### Description of the task
Rewrite the records below as one numbered list, one line per item, skipping any blank lines.

### Data supplied
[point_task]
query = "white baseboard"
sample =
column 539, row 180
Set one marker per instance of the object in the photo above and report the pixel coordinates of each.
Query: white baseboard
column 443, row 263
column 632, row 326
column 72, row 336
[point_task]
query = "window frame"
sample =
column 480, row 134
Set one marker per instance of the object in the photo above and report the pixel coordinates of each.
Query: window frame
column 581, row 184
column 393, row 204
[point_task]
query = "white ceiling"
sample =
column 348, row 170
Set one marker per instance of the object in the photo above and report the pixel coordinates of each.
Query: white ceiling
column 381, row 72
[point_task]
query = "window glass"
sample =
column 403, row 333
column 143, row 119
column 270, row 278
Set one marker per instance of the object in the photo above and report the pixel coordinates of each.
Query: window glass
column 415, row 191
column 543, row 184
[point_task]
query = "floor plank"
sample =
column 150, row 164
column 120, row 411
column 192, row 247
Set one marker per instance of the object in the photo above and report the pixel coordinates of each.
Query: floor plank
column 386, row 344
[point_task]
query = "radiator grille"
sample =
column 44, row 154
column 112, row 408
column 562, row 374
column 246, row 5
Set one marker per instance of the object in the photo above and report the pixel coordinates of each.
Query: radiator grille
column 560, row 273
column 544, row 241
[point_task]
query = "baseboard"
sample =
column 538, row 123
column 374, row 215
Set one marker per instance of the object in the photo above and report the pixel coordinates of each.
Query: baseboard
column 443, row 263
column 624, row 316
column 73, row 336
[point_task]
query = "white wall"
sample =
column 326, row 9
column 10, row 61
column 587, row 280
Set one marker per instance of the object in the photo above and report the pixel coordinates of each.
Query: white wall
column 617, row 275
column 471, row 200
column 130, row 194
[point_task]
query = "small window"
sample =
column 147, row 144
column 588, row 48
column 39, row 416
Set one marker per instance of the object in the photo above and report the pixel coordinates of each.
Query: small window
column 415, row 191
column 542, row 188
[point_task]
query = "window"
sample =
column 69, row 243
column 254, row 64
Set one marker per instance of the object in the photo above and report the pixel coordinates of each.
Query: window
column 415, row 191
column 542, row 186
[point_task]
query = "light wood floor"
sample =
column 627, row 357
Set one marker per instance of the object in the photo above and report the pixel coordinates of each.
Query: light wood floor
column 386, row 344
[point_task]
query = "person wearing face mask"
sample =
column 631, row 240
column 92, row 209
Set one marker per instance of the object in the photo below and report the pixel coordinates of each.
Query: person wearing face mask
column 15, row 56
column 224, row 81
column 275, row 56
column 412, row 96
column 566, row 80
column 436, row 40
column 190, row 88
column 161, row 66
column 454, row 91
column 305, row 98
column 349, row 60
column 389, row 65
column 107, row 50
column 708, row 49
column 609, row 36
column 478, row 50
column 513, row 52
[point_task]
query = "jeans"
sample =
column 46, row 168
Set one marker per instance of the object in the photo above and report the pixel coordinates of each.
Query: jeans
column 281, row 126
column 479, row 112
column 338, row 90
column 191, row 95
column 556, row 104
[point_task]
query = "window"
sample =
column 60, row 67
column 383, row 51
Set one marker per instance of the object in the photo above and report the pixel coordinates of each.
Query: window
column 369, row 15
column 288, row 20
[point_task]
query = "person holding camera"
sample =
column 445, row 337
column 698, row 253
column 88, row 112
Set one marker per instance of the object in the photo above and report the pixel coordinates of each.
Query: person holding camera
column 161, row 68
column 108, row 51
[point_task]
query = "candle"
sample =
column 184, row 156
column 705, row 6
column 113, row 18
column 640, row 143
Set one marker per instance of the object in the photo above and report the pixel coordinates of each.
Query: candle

### Solved exercise
1. [point_task]
2. query = "white baseboard"
3. sample =
4. column 539, row 180
5. Set one marker per instance of the object in the photo above and report the pixel coordinates of each.
6. Query: white baseboard
7. column 443, row 263
8. column 632, row 326
9. column 72, row 336
10. [point_task]
11. query = "window frame"
12. sample =
13. column 480, row 134
14. Set one marker per instance of the object in the photo above and report the pixel coordinates of each.
15. Query: window frame
16. column 581, row 184
17. column 393, row 204
18. [point_task]
19. query = "white ceiling"
20. sample =
21. column 348, row 170
22. Set one marker per instance of the object in the photo above and report the pixel coordinates of each.
23. Query: white ceiling
24. column 381, row 72
25. [point_task]
26. query = "window glass"
27. sample =
28. column 403, row 333
29. column 143, row 119
30. column 270, row 278
31. Set one marker per instance of the object in the photo above and report the pixel coordinates of each.
32. Query: window glass
33. column 415, row 191
34. column 543, row 184
35. [point_task]
36. query = "floor plank"
37. sample =
38. column 150, row 164
39. column 120, row 411
40. column 192, row 247
41. Set one marker per instance of the object in the photo above and report the pixel coordinates of each.
42. Query: floor plank
43. column 386, row 344
44. [point_task]
45. query = "radiator grille"
46. sample =
47. column 44, row 154
48. column 112, row 408
49. column 562, row 374
50. column 246, row 5
51. Set one marker per instance of the object in the photo above and report the pixel coordinates of each.
52. Query: radiator grille
53. column 560, row 273
54. column 544, row 241
55. [point_task]
56. query = "baseboard"
57. sample =
58. column 538, row 123
59. column 374, row 215
60. Set one marker per instance of the object in the photo above and report the pixel coordinates of each.
61. Query: baseboard
62. column 443, row 263
63. column 624, row 316
64. column 73, row 336
65. [point_task]
66. query = "white wall"
67. sample =
68. column 326, row 9
69. column 10, row 61
70. column 587, row 280
71. Set one marker per instance of the object in the photo above and report the pixel coordinates of each.
72. Query: white wall
73. column 617, row 275
74. column 471, row 200
75. column 130, row 194
76. [point_task]
77. query = "small window"
78. sample =
79. column 147, row 144
80. column 588, row 48
81. column 39, row 416
82. Set one marker per instance of the object in the photo above and report the pixel coordinates of each.
83. Query: small window
84. column 415, row 191
85. column 542, row 188
86. [point_task]
87. query = "window"
88. sample =
89. column 69, row 243
90. column 254, row 64
91. Set one marker per instance of the object in the photo above and report the pixel coordinates of each.
92. Query: window
93. column 415, row 191
94. column 542, row 186
95. [point_task]
96. query = "light wood floor"
97. sample =
98. column 627, row 357
99. Set one marker per instance of the object in the photo above and report the pixel coordinates of each.
100. Query: light wood floor
101. column 386, row 344
102. [point_task]
103. query = "person wearing face mask"
104. sample =
105. column 631, row 240
106. column 92, row 209
107. Set one marker per instance of the object in the photo below and report the pixel coordinates of each.
108. Query: person wearing face mask
109. column 15, row 56
110. column 224, row 81
111. column 275, row 56
112. column 412, row 96
113. column 566, row 80
114. column 436, row 40
115. column 190, row 88
116. column 161, row 66
117. column 454, row 91
118. column 305, row 98
119. column 349, row 60
120. column 389, row 65
121. column 107, row 50
122. column 708, row 49
123. column 609, row 36
124. column 478, row 50
125. column 513, row 52
126. [point_task]
127. query = "jeans"
128. sample =
129. column 46, row 168
130. Set one marker per instance of the object in the photo above and report the pixel coordinates of each.
131. Query: jeans
132. column 281, row 126
133. column 479, row 112
134. column 338, row 90
135. column 191, row 95
136. column 556, row 104
137. [point_task]
138. query = "window"
139. sample =
140. column 60, row 67
141. column 383, row 51
142. Set one marker per instance of the object in the photo above and report the pixel coordinates of each.
143. Query: window
144. column 369, row 15
145. column 288, row 20
146. [point_task]
147. query = "person holding camera"
148. sample =
149. column 445, row 337
150. column 698, row 253
151. column 88, row 112
152. Set one marker per instance of the object in the photo above and report the pixel coordinates of each.
153. Query: person holding camera
154. column 161, row 68
155. column 108, row 51
156. [point_task]
157. query = "candle"
158. sample =
159. column 184, row 156
160. column 705, row 6
161. column 113, row 18
162. column 640, row 143
163. Set one marker per instance of the object in the photo above and report the pixel coordinates of each.
164. Query: candle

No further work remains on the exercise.